Saved entries:
######
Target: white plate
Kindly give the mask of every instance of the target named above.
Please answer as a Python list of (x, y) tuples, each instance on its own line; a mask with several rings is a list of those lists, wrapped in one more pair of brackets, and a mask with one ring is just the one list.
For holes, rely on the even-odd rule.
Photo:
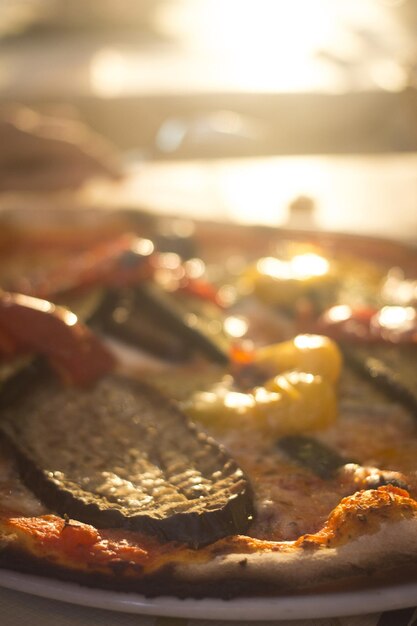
######
# [What needs to be done]
Say how many lines in the records hold "instance", with the number as the whole reply.

# [Solution]
2